#### Listing ####

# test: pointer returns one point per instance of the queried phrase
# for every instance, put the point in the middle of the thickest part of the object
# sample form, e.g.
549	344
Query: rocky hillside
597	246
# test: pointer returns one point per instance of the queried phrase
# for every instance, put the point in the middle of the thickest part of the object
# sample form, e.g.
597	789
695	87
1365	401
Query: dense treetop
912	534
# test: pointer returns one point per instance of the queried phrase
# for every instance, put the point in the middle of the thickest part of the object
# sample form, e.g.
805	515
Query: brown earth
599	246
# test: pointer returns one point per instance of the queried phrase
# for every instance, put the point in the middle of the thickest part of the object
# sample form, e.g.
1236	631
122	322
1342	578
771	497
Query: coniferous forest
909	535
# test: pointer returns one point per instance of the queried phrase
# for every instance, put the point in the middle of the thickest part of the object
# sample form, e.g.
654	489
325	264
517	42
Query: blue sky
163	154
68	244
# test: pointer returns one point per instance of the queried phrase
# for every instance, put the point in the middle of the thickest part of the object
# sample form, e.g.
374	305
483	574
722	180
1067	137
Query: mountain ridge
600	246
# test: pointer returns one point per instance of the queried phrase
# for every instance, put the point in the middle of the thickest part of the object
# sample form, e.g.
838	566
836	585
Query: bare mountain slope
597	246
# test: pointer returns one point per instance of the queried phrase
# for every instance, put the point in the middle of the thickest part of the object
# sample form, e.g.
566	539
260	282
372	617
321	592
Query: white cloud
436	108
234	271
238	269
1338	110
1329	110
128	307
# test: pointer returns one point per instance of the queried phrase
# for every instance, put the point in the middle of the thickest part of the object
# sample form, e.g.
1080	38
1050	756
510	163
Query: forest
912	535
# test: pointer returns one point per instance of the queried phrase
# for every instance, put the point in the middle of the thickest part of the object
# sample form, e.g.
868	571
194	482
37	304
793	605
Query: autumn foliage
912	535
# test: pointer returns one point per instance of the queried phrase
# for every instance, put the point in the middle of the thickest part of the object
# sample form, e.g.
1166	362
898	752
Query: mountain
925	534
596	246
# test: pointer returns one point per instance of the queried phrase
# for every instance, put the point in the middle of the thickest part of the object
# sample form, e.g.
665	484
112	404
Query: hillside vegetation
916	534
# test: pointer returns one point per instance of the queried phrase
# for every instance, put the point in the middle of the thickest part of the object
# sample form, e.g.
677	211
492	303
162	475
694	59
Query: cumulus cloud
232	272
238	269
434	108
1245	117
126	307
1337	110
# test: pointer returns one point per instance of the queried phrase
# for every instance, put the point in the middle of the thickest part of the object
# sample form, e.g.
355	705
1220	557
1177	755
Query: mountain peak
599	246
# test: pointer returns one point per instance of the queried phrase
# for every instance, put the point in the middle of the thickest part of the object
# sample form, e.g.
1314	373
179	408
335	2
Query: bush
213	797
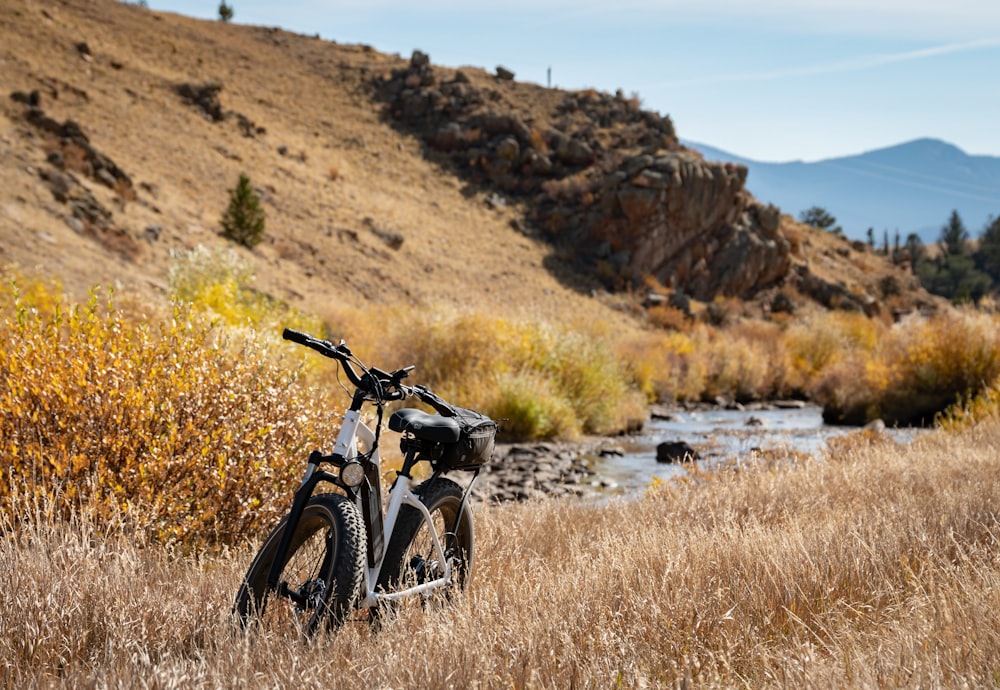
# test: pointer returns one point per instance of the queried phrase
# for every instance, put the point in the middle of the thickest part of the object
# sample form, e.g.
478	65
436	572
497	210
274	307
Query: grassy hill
357	211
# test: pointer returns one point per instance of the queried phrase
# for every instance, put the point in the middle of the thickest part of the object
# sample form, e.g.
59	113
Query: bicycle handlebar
387	386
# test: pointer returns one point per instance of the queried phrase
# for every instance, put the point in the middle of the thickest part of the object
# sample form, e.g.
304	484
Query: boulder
676	451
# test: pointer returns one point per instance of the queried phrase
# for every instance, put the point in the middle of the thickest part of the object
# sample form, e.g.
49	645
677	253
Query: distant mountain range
909	188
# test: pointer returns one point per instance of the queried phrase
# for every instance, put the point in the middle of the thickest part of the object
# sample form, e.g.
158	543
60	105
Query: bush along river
626	465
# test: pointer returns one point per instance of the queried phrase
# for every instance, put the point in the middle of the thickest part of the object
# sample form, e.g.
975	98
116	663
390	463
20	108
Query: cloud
855	64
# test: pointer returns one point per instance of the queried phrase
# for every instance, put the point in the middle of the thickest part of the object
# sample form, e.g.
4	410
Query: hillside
909	188
123	129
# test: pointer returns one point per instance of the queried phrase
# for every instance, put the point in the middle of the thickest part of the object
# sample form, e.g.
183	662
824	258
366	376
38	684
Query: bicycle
339	552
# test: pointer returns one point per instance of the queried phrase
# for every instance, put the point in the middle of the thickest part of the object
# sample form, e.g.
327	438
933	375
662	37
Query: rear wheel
411	558
321	578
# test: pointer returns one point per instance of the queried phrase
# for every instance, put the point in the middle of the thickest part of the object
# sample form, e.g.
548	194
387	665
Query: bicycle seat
427	427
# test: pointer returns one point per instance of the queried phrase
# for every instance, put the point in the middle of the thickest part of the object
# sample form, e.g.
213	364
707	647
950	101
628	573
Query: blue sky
769	80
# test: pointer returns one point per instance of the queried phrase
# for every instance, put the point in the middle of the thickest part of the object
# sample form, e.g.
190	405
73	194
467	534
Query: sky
768	80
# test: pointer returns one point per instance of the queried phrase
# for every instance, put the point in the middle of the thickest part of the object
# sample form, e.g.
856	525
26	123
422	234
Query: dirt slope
355	211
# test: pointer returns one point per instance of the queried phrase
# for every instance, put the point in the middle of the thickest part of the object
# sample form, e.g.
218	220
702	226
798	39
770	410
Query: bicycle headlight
352	473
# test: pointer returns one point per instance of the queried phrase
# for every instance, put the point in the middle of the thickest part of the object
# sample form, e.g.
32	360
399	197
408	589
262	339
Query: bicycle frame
368	498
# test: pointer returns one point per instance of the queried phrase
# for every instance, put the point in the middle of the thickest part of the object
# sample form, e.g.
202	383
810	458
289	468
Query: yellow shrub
200	434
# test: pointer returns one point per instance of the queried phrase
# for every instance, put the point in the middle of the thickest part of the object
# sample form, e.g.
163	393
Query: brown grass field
874	567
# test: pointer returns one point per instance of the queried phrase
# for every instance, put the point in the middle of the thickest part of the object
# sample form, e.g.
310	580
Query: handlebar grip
295	336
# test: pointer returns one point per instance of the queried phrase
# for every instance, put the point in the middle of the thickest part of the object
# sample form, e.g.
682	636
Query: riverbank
624	465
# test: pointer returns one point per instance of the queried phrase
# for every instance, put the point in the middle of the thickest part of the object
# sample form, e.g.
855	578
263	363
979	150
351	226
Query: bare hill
123	129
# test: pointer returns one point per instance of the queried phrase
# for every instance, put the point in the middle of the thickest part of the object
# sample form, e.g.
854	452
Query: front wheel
322	576
410	557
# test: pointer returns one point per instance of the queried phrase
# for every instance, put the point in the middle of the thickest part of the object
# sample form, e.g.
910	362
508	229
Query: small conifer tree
243	221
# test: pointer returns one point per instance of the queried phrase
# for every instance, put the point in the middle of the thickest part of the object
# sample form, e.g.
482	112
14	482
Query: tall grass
874	567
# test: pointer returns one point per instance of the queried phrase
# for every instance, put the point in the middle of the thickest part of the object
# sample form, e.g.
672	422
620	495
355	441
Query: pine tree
243	221
988	253
954	236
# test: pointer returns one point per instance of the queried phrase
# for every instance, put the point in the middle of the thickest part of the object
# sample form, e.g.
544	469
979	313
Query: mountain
385	179
909	188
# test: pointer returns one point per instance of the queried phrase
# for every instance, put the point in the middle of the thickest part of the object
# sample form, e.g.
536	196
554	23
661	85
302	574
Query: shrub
243	221
158	417
221	284
919	368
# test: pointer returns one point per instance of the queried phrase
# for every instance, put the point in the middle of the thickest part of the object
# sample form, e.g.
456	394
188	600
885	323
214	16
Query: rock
419	60
675	451
203	96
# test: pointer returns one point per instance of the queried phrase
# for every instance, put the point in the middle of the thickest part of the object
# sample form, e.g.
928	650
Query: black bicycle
338	552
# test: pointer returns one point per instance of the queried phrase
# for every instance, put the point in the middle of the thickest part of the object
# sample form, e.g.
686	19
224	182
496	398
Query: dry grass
875	568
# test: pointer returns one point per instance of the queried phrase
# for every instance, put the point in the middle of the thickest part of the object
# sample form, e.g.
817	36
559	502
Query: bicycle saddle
427	427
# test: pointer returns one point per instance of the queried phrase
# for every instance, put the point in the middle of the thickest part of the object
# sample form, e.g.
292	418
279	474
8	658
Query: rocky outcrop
605	180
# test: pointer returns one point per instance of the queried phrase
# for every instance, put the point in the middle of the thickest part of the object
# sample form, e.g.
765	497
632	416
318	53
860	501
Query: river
717	433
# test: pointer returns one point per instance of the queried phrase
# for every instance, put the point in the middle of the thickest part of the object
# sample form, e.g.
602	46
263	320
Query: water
718	434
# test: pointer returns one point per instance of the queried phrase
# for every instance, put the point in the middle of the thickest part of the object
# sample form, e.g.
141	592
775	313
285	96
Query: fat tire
342	570
440	496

####

*Instructions to follow:* Pull out every line in the rows above that contains the word "bicycle", and list them in the order they appear.

*Task result:*
Query: bicycle handlebar
Query: bicycle
Query: bicycle seat
Query: bicycle headlight
Query: bicycle frame
Query: black bicycle
Query: bicycle saddle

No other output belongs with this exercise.